=== Exercise directions ===
Search the entries for the line containing "[point] at the dirt". Repeat it, then every line after it, exactly through the final line.

=== Entries provided ===
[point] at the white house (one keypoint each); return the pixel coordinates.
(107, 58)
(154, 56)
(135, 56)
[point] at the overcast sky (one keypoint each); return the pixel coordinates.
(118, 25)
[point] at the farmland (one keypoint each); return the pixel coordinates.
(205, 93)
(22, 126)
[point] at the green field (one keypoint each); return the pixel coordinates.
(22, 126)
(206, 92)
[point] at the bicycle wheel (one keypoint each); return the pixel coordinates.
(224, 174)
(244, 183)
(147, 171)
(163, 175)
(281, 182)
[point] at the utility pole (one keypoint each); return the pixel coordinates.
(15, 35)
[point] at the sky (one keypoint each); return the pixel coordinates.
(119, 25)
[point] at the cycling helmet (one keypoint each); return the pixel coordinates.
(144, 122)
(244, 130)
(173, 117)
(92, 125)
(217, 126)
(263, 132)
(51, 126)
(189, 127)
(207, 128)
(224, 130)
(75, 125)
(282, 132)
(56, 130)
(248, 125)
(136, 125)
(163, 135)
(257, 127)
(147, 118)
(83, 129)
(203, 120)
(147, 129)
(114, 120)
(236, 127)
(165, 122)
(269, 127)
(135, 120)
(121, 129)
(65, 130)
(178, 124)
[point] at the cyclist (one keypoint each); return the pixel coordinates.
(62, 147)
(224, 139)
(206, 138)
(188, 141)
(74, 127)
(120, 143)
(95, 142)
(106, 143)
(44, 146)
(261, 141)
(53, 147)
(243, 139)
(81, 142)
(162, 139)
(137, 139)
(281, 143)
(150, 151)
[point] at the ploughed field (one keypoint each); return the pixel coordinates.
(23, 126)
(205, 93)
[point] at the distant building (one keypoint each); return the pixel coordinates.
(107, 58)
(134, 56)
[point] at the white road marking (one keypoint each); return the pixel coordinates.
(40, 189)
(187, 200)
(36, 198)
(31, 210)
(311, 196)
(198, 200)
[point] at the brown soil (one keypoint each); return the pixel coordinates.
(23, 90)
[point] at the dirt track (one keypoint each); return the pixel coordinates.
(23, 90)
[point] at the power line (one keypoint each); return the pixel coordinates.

=== Solution for this problem ===
[point] at the dirt track (one keypoint each); return the pixel coordinates.
(23, 90)
[point] at the power line (one keypoint each); return the pixel coordinates.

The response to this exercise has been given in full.